* **Exercise materials**:
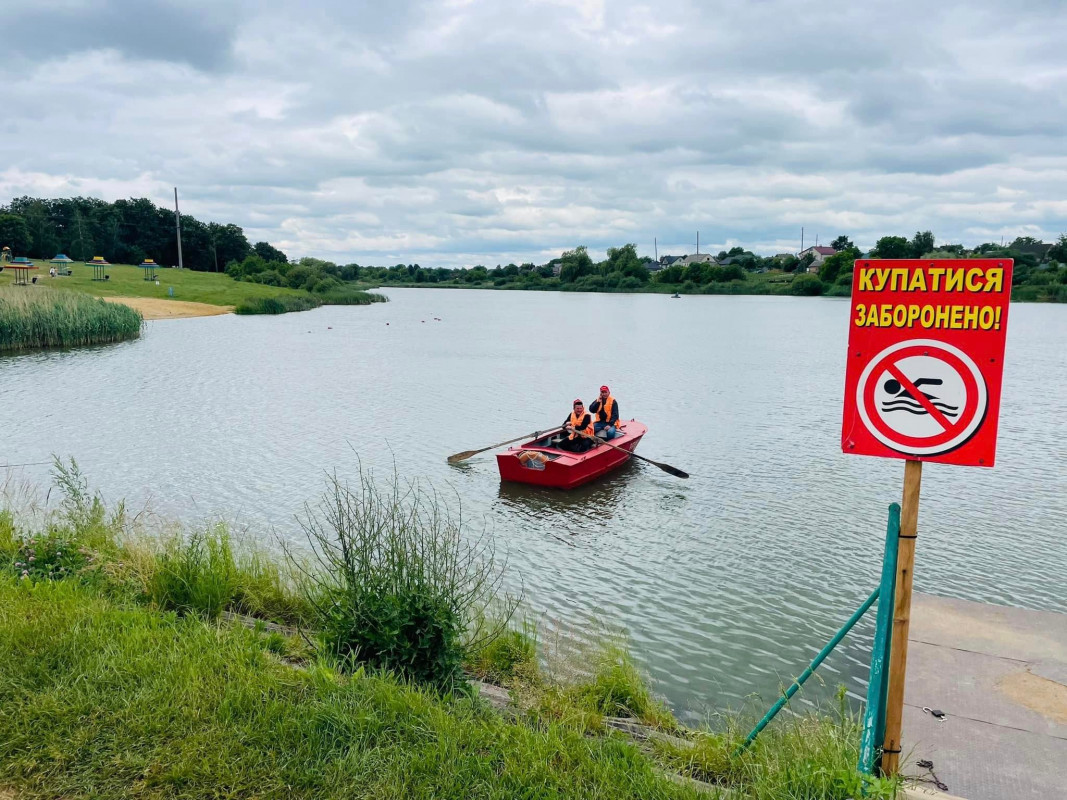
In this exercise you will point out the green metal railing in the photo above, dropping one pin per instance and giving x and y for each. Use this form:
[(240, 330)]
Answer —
[(874, 718)]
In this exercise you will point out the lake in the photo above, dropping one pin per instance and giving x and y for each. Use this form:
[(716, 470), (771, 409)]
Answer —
[(726, 584)]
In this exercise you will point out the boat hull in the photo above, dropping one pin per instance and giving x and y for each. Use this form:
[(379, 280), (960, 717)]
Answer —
[(547, 466)]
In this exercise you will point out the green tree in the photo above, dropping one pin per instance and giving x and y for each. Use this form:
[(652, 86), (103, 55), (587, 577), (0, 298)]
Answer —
[(231, 243), (14, 234), (892, 246), (789, 262), (835, 265), (575, 264), (670, 274), (625, 261), (269, 253), (1058, 251), (922, 243)]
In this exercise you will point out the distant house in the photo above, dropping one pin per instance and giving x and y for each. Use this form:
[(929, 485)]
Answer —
[(696, 258), (1038, 250), (819, 253)]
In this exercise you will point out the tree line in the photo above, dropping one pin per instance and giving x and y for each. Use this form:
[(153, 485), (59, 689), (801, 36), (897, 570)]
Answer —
[(130, 230), (124, 232)]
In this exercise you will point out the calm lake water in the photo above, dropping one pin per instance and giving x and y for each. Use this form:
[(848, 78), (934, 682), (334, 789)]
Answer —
[(726, 584)]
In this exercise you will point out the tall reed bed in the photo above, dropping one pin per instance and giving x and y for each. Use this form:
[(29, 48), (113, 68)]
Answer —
[(348, 296), (287, 303), (38, 317), (280, 304)]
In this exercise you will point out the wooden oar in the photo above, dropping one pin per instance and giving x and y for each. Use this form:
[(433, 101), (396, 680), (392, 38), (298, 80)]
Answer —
[(467, 453), (666, 467)]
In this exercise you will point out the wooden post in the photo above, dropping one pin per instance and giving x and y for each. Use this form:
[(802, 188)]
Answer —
[(902, 614)]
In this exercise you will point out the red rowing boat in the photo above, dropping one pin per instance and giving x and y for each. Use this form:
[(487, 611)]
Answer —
[(536, 462)]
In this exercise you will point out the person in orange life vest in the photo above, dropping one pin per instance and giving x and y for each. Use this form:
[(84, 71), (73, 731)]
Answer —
[(605, 415), (574, 426)]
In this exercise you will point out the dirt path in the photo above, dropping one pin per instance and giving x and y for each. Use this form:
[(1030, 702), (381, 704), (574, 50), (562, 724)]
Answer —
[(156, 308)]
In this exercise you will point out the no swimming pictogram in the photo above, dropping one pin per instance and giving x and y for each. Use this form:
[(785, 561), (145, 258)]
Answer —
[(922, 397), (926, 358)]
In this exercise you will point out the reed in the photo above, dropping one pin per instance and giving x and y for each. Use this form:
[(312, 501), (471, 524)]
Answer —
[(34, 317), (280, 304)]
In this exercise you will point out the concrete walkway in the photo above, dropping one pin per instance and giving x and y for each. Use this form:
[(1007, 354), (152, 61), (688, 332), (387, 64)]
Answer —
[(1000, 675)]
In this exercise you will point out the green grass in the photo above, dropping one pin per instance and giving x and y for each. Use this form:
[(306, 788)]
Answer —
[(351, 296), (117, 678), (106, 700), (38, 317), (213, 288)]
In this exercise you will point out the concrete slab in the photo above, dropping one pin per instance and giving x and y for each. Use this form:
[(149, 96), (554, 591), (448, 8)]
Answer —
[(1000, 675)]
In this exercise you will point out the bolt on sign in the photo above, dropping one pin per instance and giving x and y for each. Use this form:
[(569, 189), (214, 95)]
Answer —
[(926, 358)]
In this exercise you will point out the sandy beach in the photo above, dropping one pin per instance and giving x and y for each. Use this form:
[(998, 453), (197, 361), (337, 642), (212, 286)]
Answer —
[(156, 308)]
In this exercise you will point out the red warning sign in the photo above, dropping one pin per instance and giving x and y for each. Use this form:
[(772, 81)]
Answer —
[(925, 358)]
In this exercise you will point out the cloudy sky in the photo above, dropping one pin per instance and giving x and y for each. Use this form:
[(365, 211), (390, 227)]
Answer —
[(474, 131)]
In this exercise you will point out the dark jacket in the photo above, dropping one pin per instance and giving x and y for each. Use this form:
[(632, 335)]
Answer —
[(586, 421), (594, 408)]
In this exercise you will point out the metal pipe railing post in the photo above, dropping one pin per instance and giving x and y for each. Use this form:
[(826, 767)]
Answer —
[(795, 687), (874, 716)]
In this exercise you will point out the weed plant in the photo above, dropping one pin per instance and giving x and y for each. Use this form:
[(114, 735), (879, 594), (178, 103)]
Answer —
[(347, 296), (279, 304), (40, 317), (398, 580)]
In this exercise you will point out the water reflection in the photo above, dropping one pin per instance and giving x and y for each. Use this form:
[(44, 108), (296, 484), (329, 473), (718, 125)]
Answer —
[(727, 582)]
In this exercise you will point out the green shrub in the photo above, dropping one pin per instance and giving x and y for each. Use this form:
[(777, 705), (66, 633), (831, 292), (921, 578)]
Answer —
[(279, 304), (399, 581), (41, 317), (50, 557), (806, 285), (9, 541), (1026, 293)]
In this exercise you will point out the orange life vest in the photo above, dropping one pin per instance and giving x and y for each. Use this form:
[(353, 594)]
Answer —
[(604, 414), (576, 425)]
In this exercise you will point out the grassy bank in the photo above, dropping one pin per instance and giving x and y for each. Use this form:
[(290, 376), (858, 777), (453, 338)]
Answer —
[(37, 317), (213, 288), (120, 677)]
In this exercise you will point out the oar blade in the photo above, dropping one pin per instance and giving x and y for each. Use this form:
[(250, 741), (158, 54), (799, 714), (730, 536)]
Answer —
[(673, 470)]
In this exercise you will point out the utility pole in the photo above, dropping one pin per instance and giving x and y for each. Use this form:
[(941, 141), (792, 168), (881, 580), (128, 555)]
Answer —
[(81, 233), (177, 227)]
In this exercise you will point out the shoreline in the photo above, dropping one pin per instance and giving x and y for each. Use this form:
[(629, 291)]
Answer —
[(155, 308)]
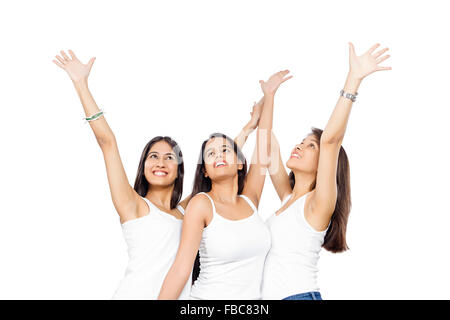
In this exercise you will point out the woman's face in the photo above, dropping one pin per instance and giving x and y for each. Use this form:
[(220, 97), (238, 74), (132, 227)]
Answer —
[(161, 165), (305, 156), (220, 159)]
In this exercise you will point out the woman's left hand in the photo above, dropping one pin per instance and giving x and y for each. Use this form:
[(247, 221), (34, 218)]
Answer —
[(362, 66), (270, 86)]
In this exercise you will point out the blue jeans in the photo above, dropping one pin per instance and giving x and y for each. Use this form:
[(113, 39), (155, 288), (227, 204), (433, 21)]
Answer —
[(305, 296)]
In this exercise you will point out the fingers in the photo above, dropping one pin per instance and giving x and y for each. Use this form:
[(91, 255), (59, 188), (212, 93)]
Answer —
[(65, 55), (63, 62), (58, 64), (379, 53), (380, 60), (286, 79), (72, 55), (372, 49), (91, 62), (351, 49)]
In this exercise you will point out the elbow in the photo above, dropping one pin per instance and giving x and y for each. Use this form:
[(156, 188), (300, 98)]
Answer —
[(331, 140)]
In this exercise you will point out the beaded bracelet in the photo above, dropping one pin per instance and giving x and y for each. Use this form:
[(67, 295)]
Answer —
[(95, 116)]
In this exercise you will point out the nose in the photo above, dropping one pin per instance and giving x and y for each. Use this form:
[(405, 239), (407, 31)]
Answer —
[(160, 163)]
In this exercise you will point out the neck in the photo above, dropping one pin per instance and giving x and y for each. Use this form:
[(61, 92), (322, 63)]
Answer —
[(225, 191), (303, 182), (160, 195)]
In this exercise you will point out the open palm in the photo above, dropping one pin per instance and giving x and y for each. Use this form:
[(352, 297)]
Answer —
[(76, 70), (362, 66)]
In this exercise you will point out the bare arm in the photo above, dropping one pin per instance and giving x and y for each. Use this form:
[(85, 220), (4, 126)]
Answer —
[(126, 201), (241, 138), (257, 172), (191, 235), (323, 199), (277, 171)]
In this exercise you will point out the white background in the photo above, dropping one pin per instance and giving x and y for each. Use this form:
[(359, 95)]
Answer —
[(190, 68)]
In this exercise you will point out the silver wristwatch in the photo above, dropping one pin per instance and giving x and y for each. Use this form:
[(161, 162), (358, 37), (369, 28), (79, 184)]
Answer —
[(349, 95)]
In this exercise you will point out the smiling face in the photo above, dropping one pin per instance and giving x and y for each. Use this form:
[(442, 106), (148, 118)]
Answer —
[(220, 159), (161, 164), (305, 156)]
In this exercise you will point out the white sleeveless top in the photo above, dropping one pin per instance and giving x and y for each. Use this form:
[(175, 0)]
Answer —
[(152, 245), (232, 254), (291, 265)]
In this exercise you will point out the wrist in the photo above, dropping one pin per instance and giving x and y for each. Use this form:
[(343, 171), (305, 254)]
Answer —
[(79, 84), (352, 83), (248, 128)]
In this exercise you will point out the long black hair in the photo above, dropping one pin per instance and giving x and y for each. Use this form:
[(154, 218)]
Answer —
[(203, 184), (141, 184), (335, 238)]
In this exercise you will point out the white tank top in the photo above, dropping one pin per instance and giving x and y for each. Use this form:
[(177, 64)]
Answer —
[(152, 245), (291, 264), (232, 254)]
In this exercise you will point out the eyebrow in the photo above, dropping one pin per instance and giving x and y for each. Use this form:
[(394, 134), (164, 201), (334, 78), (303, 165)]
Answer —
[(224, 145), (156, 152), (313, 140)]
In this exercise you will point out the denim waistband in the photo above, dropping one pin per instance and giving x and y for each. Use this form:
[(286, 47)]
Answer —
[(305, 296)]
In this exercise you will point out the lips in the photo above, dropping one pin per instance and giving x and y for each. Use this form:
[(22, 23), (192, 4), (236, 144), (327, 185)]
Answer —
[(296, 155), (160, 173), (219, 164)]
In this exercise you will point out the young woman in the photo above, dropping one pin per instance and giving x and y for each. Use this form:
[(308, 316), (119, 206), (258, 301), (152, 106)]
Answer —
[(221, 219), (315, 196), (150, 215)]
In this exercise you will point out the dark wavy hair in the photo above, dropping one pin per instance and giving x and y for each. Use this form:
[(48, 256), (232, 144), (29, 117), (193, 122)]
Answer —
[(203, 184), (141, 184), (335, 238)]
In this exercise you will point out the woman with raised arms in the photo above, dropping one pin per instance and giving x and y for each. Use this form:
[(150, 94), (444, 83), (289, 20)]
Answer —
[(315, 195), (221, 220), (150, 213)]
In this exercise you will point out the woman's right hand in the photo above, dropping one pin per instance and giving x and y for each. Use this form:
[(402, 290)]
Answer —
[(255, 115), (77, 71), (271, 86)]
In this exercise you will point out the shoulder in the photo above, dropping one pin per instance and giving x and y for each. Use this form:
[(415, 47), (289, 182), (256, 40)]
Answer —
[(200, 203), (183, 203)]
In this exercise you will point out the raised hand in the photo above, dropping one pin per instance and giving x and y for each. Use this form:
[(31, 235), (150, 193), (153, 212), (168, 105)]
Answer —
[(271, 85), (76, 70), (362, 66)]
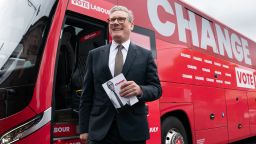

* **Exercise instructions**:
Copy only this part of the entries above: the line with "[(405, 239), (407, 31)]", the line with "[(85, 220), (4, 126)]", and the lines between, all exactly as written.

* **Finished exercise**:
[(405, 239), (407, 31)]
Answer —
[(160, 163)]
In this exercise you will point out the neck in the photo above, dropping one pin per instance and giving x and y for each. Use this form:
[(61, 92), (322, 63)]
Answer —
[(225, 191), (303, 182), (160, 195)]
In this exercise you will point out the open palm in the photo above, dropping one pin per instance and giving x and y for each. Use this form:
[(352, 297)]
Answer —
[(76, 70), (362, 66)]
In this exercise you will point out the bare arm in the photo above, dropping one pin per instance and giving x and y for each. Use this form:
[(85, 220), (4, 126)]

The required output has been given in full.